The exercise
Summarize the post about reclaiming PostgreSQL table space in two sentences.

Reading text
###
PostgreSQL reclaiming table space
Greetings,
I am having problems reclaiming an excessive amount of disk space used by a
database, running on Windows PostgreSQL v8.3 (unfortunately we are stuck
with this version at the moment).
The database had a 16GB table, that I deleted a lot of data from. After
deleting from this table, I ran a VACUUM FULL on it and it didn't give the
freed space to the operating system - whats more, running "select
pg_database_size('db')" says that the database is still taking up 25GB.
After this I did some reading, and decided to recreate the table - so I
recreated it with a different name, ran a SELECT * to insert into it, and
recreated the indexes on it. This new table takes up 3GB only. After this
I dropped the old table, and renamed the new table to the same name as the
old table. I read on various sites that as soon as you commit a "DROP
TABLE" command, it returns the used disk space to the operating system.
This did not work either - postgres still reports 25GB being used by the
database. If I select the size of all the tables in the database postgres
reports around 9GB or so, yet reports that the database itself is 25GB.
After that, I ran a VACUUM FULL across the entire database, and it returned
about 1GB to the operating system, which I think was from another large
table that got cleaned out (but not recreated).
I am now at a loss, as I want the 16GB from that old table back in the
operating system for other means (disk space is severely limited on this
particular machine) and have tried all suggestions I could find from
googling to no avail. Due to new rules implemented in our data processing,
our database will not grow anywhere near as big as it did previously - so
postgres holding on to all this extra space is a complete waste also.
###
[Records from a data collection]
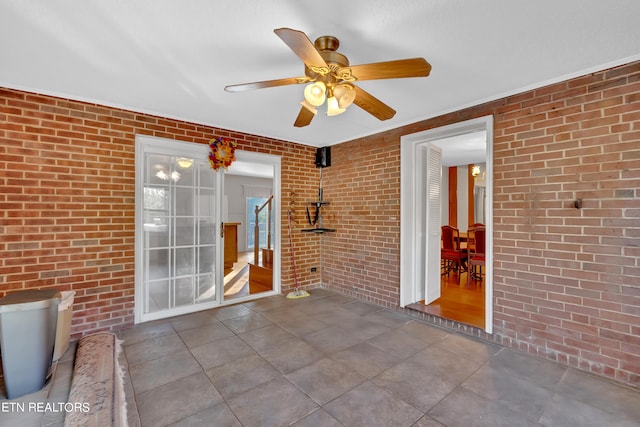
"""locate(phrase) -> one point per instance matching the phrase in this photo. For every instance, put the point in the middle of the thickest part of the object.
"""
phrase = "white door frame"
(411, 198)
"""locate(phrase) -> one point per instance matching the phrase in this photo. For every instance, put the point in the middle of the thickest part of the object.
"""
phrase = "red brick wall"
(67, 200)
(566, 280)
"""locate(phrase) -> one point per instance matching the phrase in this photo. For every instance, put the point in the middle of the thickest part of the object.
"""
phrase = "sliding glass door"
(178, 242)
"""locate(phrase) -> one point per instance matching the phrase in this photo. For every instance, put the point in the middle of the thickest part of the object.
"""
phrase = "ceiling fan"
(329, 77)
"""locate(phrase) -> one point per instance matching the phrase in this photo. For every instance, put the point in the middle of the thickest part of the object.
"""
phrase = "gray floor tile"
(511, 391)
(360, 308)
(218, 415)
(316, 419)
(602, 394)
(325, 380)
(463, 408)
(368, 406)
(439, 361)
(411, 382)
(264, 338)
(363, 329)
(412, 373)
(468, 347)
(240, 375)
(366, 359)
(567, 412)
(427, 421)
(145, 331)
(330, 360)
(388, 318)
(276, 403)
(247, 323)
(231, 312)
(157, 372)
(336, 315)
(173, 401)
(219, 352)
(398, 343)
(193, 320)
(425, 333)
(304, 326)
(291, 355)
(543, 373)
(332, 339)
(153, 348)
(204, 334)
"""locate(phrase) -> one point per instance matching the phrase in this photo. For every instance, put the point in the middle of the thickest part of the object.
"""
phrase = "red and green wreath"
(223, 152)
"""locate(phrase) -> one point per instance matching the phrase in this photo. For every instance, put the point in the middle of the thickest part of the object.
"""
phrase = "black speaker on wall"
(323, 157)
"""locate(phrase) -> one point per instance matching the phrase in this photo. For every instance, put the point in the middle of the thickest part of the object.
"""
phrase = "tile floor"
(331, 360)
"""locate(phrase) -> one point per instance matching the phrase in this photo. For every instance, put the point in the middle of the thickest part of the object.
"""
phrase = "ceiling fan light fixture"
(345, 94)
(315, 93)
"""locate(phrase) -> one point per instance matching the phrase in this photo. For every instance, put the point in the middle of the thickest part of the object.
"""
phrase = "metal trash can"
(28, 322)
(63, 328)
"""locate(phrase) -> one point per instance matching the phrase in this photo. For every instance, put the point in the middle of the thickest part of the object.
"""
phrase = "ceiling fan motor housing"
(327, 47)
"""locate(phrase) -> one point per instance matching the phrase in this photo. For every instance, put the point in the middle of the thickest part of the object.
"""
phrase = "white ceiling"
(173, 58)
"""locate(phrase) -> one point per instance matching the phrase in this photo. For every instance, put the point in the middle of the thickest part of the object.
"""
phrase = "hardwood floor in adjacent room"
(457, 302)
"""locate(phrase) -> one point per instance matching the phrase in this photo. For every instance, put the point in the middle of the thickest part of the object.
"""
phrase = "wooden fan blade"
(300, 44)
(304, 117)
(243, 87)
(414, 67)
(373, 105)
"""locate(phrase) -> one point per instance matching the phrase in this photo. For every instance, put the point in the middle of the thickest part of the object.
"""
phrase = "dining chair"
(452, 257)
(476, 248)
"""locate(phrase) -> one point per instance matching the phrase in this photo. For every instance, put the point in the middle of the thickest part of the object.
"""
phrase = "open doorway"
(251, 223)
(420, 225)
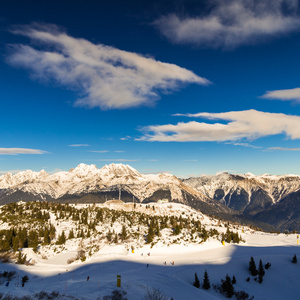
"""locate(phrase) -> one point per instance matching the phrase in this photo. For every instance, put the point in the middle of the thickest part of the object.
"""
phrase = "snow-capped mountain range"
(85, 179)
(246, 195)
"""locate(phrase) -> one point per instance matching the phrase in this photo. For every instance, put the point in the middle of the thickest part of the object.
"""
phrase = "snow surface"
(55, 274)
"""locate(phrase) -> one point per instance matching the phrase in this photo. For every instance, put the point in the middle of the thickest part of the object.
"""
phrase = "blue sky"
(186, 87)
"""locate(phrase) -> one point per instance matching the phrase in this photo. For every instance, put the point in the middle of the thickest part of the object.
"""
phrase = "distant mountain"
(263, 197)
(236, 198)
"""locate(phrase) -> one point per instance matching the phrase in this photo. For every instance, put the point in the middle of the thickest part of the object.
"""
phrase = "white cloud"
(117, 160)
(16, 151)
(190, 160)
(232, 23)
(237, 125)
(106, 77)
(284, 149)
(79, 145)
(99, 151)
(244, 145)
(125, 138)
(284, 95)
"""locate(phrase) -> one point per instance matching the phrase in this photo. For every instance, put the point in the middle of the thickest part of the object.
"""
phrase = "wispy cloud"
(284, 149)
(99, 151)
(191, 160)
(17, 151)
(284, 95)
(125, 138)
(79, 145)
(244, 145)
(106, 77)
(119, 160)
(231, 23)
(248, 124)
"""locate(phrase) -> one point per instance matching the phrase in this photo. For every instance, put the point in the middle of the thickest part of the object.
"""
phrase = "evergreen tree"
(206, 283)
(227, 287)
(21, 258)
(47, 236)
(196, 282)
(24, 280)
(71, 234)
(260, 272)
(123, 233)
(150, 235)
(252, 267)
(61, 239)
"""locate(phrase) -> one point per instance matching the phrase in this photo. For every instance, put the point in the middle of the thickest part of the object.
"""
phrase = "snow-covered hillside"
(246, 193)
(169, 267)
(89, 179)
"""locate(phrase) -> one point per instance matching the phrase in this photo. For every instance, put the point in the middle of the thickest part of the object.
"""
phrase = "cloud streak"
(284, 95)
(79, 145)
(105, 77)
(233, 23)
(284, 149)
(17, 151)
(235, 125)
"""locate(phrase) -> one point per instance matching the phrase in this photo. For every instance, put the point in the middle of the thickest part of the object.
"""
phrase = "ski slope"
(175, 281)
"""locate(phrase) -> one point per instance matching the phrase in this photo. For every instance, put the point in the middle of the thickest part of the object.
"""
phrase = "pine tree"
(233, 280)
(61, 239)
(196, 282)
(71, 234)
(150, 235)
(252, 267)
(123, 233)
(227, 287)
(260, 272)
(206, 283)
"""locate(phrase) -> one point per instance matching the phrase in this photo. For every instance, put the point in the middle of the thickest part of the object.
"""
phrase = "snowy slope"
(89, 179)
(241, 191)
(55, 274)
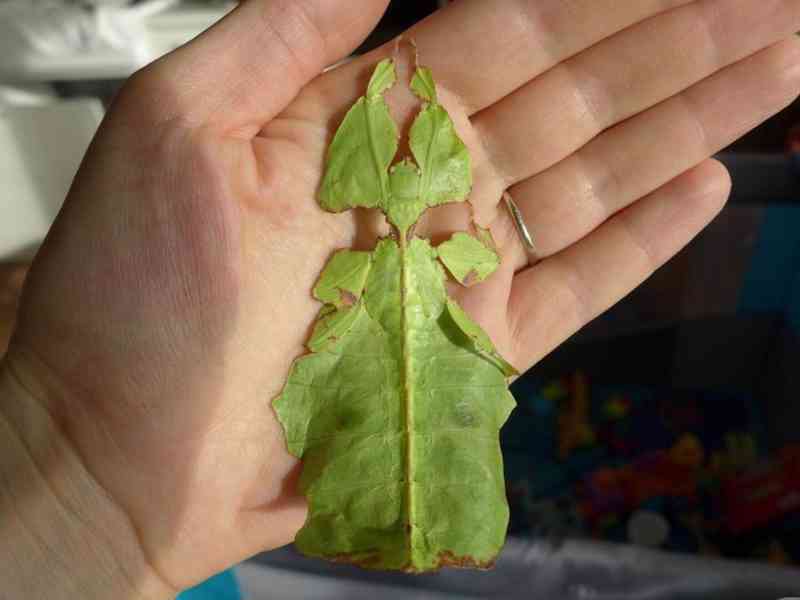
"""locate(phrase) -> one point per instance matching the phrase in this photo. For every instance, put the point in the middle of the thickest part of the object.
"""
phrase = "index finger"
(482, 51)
###
Exercise output
After deleting much of the data in a 16GB table in a PostgreSQL 8.3 database on Windows, the writer ran VACUUM FULL, recreated the table (now 3GB), and dropped the old one, yet the database is still reported at 25GB while its tables total around 9GB. A VACUUM FULL across the whole database returned only about 1GB, and the writer wants the 16GB back because disk space on the machine is severely limited.